Since only the written part is wanted, repeat the records exactly and omit the pictures.

# Data

———

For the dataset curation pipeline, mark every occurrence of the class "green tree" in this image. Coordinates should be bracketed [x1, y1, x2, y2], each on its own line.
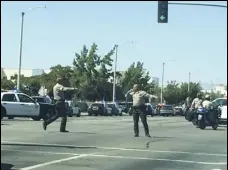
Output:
[179, 82, 202, 101]
[1, 79, 15, 90]
[121, 62, 154, 93]
[72, 43, 116, 101]
[163, 81, 181, 104]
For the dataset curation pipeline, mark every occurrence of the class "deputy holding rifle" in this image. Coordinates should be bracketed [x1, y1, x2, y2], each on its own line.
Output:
[43, 77, 77, 132]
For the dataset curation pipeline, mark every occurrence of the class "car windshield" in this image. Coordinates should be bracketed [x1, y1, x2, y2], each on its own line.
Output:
[161, 106, 173, 110]
[91, 104, 102, 107]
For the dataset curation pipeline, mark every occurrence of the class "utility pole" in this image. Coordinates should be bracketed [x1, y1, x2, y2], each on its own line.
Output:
[158, 2, 227, 24]
[161, 62, 165, 103]
[188, 72, 191, 94]
[112, 45, 118, 103]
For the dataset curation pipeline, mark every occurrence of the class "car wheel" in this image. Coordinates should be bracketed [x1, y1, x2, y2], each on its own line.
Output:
[76, 111, 81, 117]
[31, 116, 41, 121]
[8, 116, 14, 120]
[88, 113, 92, 116]
[119, 112, 122, 116]
[95, 114, 98, 116]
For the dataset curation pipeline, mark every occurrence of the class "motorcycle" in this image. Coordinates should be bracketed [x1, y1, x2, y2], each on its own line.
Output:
[196, 106, 221, 130]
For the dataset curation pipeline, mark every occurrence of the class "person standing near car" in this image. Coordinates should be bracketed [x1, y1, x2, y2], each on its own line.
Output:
[125, 84, 157, 137]
[43, 77, 77, 132]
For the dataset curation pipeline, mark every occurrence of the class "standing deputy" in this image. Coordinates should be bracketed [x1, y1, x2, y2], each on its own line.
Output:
[125, 84, 157, 137]
[43, 77, 77, 132]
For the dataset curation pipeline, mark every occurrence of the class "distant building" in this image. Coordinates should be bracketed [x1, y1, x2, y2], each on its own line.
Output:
[215, 84, 227, 95]
[1, 68, 51, 80]
[201, 84, 227, 95]
[1, 68, 7, 79]
[32, 69, 45, 76]
[152, 77, 159, 86]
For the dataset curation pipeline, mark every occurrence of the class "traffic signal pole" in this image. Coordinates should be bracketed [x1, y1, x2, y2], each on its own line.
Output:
[168, 2, 227, 8]
[158, 1, 227, 24]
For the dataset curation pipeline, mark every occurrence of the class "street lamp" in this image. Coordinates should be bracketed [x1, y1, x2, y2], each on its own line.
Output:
[188, 72, 191, 93]
[188, 69, 200, 95]
[112, 41, 133, 103]
[160, 60, 176, 103]
[16, 6, 46, 91]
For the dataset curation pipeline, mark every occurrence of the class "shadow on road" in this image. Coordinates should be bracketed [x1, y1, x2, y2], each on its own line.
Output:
[1, 163, 14, 170]
[204, 128, 227, 131]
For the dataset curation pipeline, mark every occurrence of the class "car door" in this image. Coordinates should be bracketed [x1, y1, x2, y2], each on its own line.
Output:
[1, 93, 22, 116]
[213, 98, 227, 119]
[221, 99, 227, 119]
[17, 94, 40, 116]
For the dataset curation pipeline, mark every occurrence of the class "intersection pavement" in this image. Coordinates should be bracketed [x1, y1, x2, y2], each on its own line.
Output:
[1, 115, 227, 170]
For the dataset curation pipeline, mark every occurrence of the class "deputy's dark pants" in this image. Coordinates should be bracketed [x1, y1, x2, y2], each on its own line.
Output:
[45, 100, 67, 131]
[132, 105, 149, 135]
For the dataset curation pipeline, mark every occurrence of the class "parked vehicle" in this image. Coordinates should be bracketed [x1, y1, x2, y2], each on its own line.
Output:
[160, 105, 176, 116]
[151, 104, 157, 115]
[31, 96, 52, 104]
[119, 102, 133, 113]
[1, 92, 51, 121]
[174, 106, 184, 116]
[31, 96, 55, 119]
[212, 98, 227, 124]
[107, 103, 119, 116]
[65, 100, 81, 117]
[145, 103, 154, 116]
[64, 101, 74, 117]
[88, 103, 110, 116]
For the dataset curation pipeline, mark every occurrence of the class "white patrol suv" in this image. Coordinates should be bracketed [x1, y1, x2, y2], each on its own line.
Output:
[1, 91, 51, 121]
[212, 98, 227, 124]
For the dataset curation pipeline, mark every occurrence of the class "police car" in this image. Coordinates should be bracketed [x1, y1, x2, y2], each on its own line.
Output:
[1, 91, 51, 121]
[212, 97, 227, 124]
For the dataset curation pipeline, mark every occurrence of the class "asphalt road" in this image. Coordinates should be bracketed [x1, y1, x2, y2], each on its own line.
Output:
[1, 115, 227, 170]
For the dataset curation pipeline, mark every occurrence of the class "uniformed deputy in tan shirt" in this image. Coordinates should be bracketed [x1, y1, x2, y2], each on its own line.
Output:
[125, 84, 157, 138]
[43, 77, 77, 133]
[126, 89, 157, 107]
[53, 82, 75, 101]
[191, 92, 203, 109]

———

# Your solution
For the dataset curation pipeline, mark every occurrence of the class "green tree" in this image. Coordinates should be bracketed [x1, y1, x2, y2], each on its own line.
Output:
[179, 82, 202, 101]
[1, 79, 15, 90]
[121, 62, 154, 93]
[72, 43, 116, 101]
[163, 81, 181, 104]
For the dataset curation pipeline, mark every occurrence of the class "deputy holding rifle" in this image. Coordinates should be bracketed [x1, y1, x2, y2], each on its own line.
Output:
[43, 77, 77, 132]
For the dataset curation pipeline, mark every occurrence of the class "car windshield" in this image. Coordinates should be bracketed [x1, y1, x2, y2], each on its own line.
Output:
[161, 106, 173, 110]
[91, 104, 102, 107]
For the dataset curation pipeline, mark every occurrence of the class "utility pole" in this image. Coordinates should be bracketed [x1, y1, x2, y2], each on its own line.
Output:
[158, 2, 227, 24]
[161, 62, 165, 103]
[188, 72, 191, 94]
[112, 45, 118, 103]
For the dataset curation pipeline, mark every occurrence of the class "car wheel" in this image. Coordinates should be bracketed [x1, y1, x2, y2], each on its own line.
Output:
[76, 111, 81, 117]
[31, 116, 41, 121]
[8, 116, 14, 120]
[88, 113, 92, 116]
[119, 112, 122, 116]
[95, 114, 98, 116]
For the dataset curation pipeline, mark every occurrence of the class "motorcycle" in this image. Coordinates should be bracketed [x1, y1, x2, y2], each on its own line.
Output:
[196, 106, 221, 130]
For the dataset curation pipeline, mark every occurrence of the class "person standing near car" in this image. Coordinates should be bracketed [x1, y1, x2, y2], each on its own line.
Output:
[125, 84, 157, 137]
[43, 77, 77, 132]
For the dataset curation pipeline, mark every occurrence of the class "standing deputy" in this image. Coordinates should be bracketed [x1, y1, x2, y2], each on its own line.
Output:
[125, 84, 157, 137]
[43, 77, 77, 132]
For the dataset curation pipeline, mark every occurrence of the class "distant building" in this image. Coordinates should be bracketed [x1, y1, x2, y2], each on its own line.
Output:
[215, 84, 227, 95]
[1, 68, 51, 80]
[201, 84, 227, 95]
[1, 68, 7, 79]
[32, 69, 45, 76]
[152, 77, 159, 86]
For the dataset curation pipeline, mark every occurrence of the class "traffic signal pole" in this image. Coordinates should be bracketed [x1, y1, x2, y2], each on its own line.
Output:
[168, 2, 227, 8]
[158, 1, 227, 24]
For the dataset curation pipeline, mark every occurrence of the class "street lamp" in this image. Coordinates should be bracketed [x1, y1, x2, y2], each on its own line.
Output:
[188, 72, 191, 93]
[188, 69, 200, 95]
[112, 41, 133, 103]
[160, 60, 176, 103]
[16, 6, 46, 91]
For the dataset curation pipeline, mark every occurrence of the class "shadow on road" in this image. Coordinates should be bracketed [x1, y1, x2, y2], each on its own line.
Output:
[1, 163, 14, 170]
[204, 128, 227, 131]
For the dataset curation pipeline, mark every occurrence of the class "car door" in this image. Coordinates should be bracketed [x1, y1, x2, y2], each on its own line.
Output:
[1, 93, 22, 116]
[213, 98, 227, 119]
[221, 99, 227, 119]
[17, 94, 40, 116]
For the dataset curation pipeline, mark every occurrence of the class "intersection pavement" in this image. Coordinates should be bracketed [x1, y1, x2, y2], each on its own line.
Output:
[1, 115, 227, 170]
For the dataset curation pipeline, mark every occurrence of the class "deputy's dark pants" in this image. Coordinates should be bracketed [x1, y1, x2, y2], each on its own line.
Output:
[45, 100, 67, 131]
[132, 105, 149, 135]
For the dataset curation pipeline, mark every occurrence of the class "parked vehicle" in this image. Coordinates should be bracketed [x1, y1, x2, y2], each on its own line.
Output:
[160, 105, 176, 116]
[151, 104, 157, 115]
[31, 96, 52, 104]
[119, 102, 133, 113]
[1, 92, 51, 121]
[174, 106, 184, 116]
[31, 96, 55, 119]
[212, 98, 227, 124]
[107, 103, 119, 116]
[65, 100, 81, 117]
[145, 103, 154, 116]
[64, 101, 74, 117]
[88, 103, 110, 116]
For the dataset curation pipeline, mark every occurrence of the class "white patrol suv" in this image. Coordinates should be bracketed [x1, y1, x2, y2], each on its own line.
Output:
[1, 91, 51, 121]
[212, 98, 227, 124]
For the dataset curation pipeline, mark every occurrence of the class "police car" in this image. Coordinates should be bracketed [x1, y1, x2, y2], each on its own line.
Output:
[1, 91, 51, 121]
[212, 97, 227, 124]
For the dataset curation pipeline, mark every occurrence of the class "asphalt road" in this image. Coordinates should be bracketed [x1, y1, x2, y2], each on its own line.
Output:
[1, 115, 227, 170]
For the dataset curation pipeline, mark every occurrence of the class "uniformed deputy in tan shirt" in this image. Coordinates should be bracketed [x1, y1, x2, y2], each on its own line.
Output:
[125, 84, 157, 138]
[43, 77, 77, 133]
[126, 89, 157, 107]
[53, 82, 75, 101]
[191, 92, 203, 109]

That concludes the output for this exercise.